▶ **Try it**: Look through the data below for the line with "negative clicks: (285, 119)", and transcribe it exactly together with each line after it up to and including the line with "box: [258, 80, 300, 119]". Give nothing else.

□ □ □ □ □ □ □

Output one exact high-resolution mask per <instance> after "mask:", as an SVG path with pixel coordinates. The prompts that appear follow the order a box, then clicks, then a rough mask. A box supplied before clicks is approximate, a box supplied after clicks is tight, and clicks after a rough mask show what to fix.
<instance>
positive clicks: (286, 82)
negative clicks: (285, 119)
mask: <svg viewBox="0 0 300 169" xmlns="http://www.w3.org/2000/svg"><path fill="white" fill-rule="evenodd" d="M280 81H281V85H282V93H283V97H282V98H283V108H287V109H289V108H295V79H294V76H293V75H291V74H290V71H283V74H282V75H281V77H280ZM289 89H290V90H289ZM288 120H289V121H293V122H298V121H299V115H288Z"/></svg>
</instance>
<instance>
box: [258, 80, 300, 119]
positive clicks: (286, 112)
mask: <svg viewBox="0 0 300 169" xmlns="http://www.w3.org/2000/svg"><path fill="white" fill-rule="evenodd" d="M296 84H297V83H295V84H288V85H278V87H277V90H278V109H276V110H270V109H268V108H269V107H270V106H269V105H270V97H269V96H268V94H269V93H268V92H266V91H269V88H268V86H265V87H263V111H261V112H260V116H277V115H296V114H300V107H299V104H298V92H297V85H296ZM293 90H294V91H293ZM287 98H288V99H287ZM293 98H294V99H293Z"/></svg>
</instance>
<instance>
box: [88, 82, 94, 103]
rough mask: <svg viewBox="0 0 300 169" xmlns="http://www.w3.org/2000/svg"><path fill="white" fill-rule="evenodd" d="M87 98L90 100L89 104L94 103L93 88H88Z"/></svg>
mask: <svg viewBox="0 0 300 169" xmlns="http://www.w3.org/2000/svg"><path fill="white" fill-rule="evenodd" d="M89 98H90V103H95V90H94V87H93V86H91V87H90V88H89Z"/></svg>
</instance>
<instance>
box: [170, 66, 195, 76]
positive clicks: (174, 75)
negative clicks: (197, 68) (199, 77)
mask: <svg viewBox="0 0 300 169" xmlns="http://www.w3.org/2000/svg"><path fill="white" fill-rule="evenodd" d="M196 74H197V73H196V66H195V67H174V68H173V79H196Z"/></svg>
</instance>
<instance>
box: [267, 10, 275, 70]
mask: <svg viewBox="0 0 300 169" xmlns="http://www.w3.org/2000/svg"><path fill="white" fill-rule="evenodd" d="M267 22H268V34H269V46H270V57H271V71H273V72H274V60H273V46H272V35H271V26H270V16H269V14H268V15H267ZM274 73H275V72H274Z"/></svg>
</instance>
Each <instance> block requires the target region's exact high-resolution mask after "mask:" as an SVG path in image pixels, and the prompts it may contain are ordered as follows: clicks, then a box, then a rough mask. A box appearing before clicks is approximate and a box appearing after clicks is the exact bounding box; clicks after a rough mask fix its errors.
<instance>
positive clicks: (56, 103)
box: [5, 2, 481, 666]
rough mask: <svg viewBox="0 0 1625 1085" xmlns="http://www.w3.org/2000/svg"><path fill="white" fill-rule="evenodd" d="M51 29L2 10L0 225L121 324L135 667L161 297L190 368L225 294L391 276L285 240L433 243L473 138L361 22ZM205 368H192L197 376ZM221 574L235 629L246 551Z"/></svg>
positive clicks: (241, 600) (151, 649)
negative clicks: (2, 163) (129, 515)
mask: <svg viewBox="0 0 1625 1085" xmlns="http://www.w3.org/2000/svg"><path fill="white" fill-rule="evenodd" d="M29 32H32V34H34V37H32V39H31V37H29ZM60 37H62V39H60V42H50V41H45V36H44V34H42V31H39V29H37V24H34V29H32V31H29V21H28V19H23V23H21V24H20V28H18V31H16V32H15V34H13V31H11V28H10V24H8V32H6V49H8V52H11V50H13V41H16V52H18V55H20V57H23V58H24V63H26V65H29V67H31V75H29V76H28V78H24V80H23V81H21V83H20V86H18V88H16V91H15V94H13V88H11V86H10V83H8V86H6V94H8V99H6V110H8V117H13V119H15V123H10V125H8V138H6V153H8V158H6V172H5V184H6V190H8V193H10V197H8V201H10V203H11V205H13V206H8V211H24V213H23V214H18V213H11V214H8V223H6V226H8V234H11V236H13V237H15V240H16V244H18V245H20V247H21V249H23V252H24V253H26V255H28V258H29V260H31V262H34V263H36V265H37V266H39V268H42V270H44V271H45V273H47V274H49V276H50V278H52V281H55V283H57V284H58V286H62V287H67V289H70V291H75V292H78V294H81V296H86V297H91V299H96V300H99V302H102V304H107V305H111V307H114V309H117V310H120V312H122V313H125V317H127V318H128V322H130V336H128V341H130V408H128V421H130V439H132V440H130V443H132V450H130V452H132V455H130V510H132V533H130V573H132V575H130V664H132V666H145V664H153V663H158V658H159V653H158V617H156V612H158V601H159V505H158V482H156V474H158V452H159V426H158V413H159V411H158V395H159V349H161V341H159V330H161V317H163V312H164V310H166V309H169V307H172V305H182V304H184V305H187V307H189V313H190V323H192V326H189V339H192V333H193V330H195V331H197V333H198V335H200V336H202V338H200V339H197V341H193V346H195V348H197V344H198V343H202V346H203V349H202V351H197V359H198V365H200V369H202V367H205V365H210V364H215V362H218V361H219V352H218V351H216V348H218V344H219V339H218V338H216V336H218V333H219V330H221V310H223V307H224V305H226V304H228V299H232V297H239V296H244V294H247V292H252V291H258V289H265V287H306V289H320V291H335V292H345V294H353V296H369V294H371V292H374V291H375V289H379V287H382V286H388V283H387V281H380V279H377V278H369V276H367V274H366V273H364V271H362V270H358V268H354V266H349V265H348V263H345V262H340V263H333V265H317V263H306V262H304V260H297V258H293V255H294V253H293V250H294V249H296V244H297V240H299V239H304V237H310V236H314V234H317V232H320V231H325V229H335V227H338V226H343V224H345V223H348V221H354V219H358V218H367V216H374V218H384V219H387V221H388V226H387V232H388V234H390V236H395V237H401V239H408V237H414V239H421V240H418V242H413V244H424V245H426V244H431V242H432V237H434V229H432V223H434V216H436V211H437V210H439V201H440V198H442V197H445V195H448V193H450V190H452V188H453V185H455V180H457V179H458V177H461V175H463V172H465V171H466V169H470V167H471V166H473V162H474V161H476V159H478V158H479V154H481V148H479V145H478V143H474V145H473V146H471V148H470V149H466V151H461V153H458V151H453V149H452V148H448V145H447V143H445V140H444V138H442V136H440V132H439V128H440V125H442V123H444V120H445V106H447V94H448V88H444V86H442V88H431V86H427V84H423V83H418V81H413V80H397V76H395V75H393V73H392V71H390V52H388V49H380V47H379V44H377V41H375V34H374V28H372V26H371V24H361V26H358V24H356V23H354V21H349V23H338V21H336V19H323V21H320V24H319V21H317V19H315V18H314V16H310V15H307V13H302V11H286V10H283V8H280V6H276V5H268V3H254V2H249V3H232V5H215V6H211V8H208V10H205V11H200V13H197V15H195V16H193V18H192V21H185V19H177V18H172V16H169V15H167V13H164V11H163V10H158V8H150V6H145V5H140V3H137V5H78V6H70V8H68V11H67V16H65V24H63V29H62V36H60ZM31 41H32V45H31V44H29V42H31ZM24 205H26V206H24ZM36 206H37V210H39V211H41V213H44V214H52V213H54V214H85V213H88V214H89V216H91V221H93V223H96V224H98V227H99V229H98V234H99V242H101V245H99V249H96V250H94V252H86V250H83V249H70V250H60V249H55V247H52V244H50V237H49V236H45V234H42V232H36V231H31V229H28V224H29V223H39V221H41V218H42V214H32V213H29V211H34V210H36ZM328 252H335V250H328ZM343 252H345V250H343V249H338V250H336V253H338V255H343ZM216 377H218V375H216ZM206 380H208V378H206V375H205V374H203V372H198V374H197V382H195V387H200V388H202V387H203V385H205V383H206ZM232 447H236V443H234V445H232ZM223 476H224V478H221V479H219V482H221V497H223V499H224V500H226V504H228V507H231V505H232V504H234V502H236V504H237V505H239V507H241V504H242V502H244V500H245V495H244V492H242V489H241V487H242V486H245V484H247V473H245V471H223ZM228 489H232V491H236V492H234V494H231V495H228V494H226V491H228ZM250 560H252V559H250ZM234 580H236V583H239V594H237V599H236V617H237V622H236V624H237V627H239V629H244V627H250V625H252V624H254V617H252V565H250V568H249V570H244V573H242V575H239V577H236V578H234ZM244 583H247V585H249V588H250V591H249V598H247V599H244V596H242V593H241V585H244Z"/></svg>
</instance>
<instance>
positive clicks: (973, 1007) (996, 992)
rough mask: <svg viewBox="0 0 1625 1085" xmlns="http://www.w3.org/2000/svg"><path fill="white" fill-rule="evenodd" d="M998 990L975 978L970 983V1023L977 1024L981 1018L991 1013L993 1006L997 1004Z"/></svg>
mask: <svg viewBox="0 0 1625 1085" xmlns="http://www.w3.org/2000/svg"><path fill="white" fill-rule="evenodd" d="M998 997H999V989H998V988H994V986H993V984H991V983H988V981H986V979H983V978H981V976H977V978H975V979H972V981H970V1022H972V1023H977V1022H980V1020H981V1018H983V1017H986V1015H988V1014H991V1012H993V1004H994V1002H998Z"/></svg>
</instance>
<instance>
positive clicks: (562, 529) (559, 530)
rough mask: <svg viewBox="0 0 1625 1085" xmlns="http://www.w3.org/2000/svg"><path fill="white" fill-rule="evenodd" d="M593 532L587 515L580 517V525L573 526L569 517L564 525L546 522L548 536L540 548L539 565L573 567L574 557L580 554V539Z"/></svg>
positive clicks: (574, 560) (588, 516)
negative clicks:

□ □ □ □ □ □ □

▶ **Task output**:
negative clicks: (285, 119)
mask: <svg viewBox="0 0 300 169" xmlns="http://www.w3.org/2000/svg"><path fill="white" fill-rule="evenodd" d="M280 81H281V85H282V93H283V97H282V98H283V108H287V109H289V108H295V79H294V76H293V75H291V74H290V71H283V74H282V75H281V77H280ZM289 89H290V90H289ZM288 120H289V121H293V122H298V121H299V115H288Z"/></svg>
</instance>
<instance>
box: [258, 80, 300, 119]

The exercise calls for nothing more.